What the task requires: Are you able to quote each entry exactly as written?

Object pointing dataset rows:
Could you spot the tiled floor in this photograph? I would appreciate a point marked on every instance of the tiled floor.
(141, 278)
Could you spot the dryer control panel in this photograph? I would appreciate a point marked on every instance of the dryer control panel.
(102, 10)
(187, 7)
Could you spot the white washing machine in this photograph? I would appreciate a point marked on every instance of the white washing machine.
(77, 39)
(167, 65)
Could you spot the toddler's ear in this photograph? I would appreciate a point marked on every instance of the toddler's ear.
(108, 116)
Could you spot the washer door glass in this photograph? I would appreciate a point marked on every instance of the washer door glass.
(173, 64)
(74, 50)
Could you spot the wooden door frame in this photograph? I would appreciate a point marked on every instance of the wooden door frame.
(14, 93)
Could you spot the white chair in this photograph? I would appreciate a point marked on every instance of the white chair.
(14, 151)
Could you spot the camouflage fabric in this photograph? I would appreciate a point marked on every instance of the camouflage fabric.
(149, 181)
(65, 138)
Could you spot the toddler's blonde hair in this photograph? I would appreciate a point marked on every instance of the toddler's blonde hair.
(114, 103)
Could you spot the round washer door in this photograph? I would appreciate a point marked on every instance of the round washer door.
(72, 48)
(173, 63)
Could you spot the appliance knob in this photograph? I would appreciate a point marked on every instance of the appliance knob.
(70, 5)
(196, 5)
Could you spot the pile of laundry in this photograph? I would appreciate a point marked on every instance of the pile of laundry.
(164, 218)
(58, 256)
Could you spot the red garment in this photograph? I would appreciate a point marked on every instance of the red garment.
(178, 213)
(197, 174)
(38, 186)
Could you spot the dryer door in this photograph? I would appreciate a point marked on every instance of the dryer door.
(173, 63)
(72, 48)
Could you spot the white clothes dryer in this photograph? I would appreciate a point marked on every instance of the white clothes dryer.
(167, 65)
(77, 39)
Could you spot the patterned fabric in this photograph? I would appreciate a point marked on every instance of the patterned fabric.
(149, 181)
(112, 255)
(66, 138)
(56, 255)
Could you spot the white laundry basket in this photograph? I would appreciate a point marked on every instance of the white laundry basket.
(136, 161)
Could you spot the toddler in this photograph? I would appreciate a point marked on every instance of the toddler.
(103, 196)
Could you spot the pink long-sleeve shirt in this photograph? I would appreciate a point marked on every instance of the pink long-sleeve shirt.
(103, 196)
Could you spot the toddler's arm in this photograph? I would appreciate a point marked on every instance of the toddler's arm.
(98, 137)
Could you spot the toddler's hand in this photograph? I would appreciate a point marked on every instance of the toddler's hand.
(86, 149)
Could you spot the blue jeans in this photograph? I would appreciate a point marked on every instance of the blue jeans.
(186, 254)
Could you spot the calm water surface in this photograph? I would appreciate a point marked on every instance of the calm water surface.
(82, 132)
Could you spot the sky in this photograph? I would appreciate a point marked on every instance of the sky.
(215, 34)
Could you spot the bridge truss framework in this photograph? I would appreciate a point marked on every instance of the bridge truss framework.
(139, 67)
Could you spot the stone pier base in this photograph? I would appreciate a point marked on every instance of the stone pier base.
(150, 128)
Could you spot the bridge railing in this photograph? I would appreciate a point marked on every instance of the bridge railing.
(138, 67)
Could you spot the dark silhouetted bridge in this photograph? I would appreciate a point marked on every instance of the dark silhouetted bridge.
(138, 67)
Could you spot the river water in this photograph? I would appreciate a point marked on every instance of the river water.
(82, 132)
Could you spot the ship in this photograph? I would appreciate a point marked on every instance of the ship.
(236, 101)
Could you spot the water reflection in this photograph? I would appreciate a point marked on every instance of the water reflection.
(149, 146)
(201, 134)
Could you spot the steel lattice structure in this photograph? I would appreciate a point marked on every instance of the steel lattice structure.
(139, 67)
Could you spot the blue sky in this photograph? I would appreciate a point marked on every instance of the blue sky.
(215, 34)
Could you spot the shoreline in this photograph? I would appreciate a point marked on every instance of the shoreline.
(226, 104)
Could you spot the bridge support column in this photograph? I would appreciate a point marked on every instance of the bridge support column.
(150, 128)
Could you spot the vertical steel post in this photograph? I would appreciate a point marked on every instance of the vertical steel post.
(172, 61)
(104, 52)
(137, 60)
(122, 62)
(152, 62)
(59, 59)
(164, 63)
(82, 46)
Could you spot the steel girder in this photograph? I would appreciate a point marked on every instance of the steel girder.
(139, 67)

Answer to the task:
Could you spot the tiled floor in this photograph? I would appreciate a point marked on every instance of the tiled floor.
(141, 278)
Could you spot the dryer control panel in this photograph? I would appreciate a point marked on every instance of the dryer control panel.
(102, 10)
(187, 7)
Could you spot the white washing machine in this photograph? I would appreciate a point marked on every instance of the white washing machine.
(77, 39)
(167, 65)
Could you spot the toddler's ear in this photograph? I would appreciate a point marked on every instance of the toddler's ear.
(108, 116)
Could you spot the washer door glass in this photograph? I would appreciate a point marked on every instance of the washer door glass.
(173, 64)
(74, 50)
Could you spot the wooden door frame in this photograph? I would appreciate a point marked on every instance of the wooden door frame.
(14, 93)
Could you spot the white chair in this photograph? I would appreciate a point marked on every instance of the white chair.
(14, 151)
Could you spot the camouflage fabric in this photograph? I would appreciate a point marked on every instance of the camouflage fabric.
(149, 181)
(65, 138)
Could you spot the toddler's blonde hair in this photograph? I would appreciate a point marked on every instance of the toddler's blonde hair.
(114, 103)
Could you spot the round washer door in this photograph? I would appreciate a point marked on every instance of the round washer door.
(72, 48)
(173, 63)
Could you spot the appliance knob in this photograph? I would appreciate a point marked on every instance of the appliance knob.
(70, 5)
(196, 5)
Could you spot the pile of laundry in this photograph? I would appreciate a point marked on every instance of the pile of laundry.
(164, 218)
(58, 256)
Could you spot the red garment in this photograph? I would appreciate a point marked on every instance of the red garment.
(178, 213)
(197, 174)
(38, 186)
Could you spot the dryer door in this photograph? I would appreciate a point marked on every instance of the dryer door.
(173, 63)
(72, 48)
Could you spot the white clothes dryer in this photograph? I would appreciate a point marked on every instance of the white clothes dryer.
(167, 65)
(77, 39)
Could you spot the patterned fabric in this photograph? I would appreciate a point marked on every instance of the patterned fabric.
(149, 181)
(112, 255)
(66, 138)
(56, 255)
Could you spot the white laundry basket in this photograph? I would appreciate a point marked on every instance of the white laundry basket.
(136, 161)
Could you spot the toddler in this photograph? I would appreciate a point marked on every instance of the toddler.
(103, 196)
Could you spot the pink long-sleeve shirt in this photograph? I would appreciate a point marked on every instance of the pink long-sleeve shirt.
(103, 196)
Could you spot the toddler's arm in this photograph? I would appreciate a point marked on every instance of the toddler's arm.
(98, 137)
Could you spot the toddler's hand in this photograph? I would appreciate a point marked on every instance of the toddler's hand.
(86, 149)
Could you spot the blue jeans in this photograph? I would appreciate a point marked on every instance of the blue jeans.
(186, 254)
Could you spot the calm water surface in this photograph? I would appreciate a point marked on every instance of the calm water surface.
(82, 132)
Could you spot the sky in this photograph? I would appreciate a point marked on every instance of the sky.
(215, 34)
Could you spot the bridge truss framework in this photograph? I would appreciate a point marked on every instance of the bridge truss framework.
(139, 67)
Could you spot the stone pier base in this photograph? I would appreciate a point marked on every instance of the stone pier base.
(150, 128)
Could you spot the bridge railing in this photograph? I would appreciate a point marked on every instance of the bridge railing.
(138, 67)
Could you spot the dark silhouetted bridge in this photograph? I would appreciate a point marked on every instance of the dark silhouetted bridge.
(138, 67)
Could you spot the river water in this photograph? I would appreciate a point marked on every instance of the river water.
(82, 132)
Could you spot the ship in this photograph? I would appreciate a point marked on every instance of the ship.
(236, 101)
Could you spot the water reflection in this photograph? I would appreciate a point marked on every instance of the water reflection.
(149, 146)
(201, 134)
Could you spot the steel lattice structure in this photograph? I would appreciate a point marked on every instance of the steel lattice structure.
(139, 67)
Could you spot the blue sky in this photograph? I would appreciate a point marked on every instance of the blue sky.
(215, 34)
Could you spot the shoreline in this photograph? I would appreciate a point marked on every instance of the shoreline.
(226, 104)
Could you spot the bridge support column in this photograph? I would appreciate a point marked on every instance of the bridge support column.
(150, 128)
Could you spot the vertical steel post in this photograph? I would appreciate a point marked on every instance of the vertical steel post.
(172, 61)
(104, 52)
(137, 60)
(122, 62)
(152, 62)
(59, 59)
(164, 63)
(82, 46)
Could you spot the steel girder in this photograph? I would appreciate a point marked on every instance of the steel girder.
(139, 67)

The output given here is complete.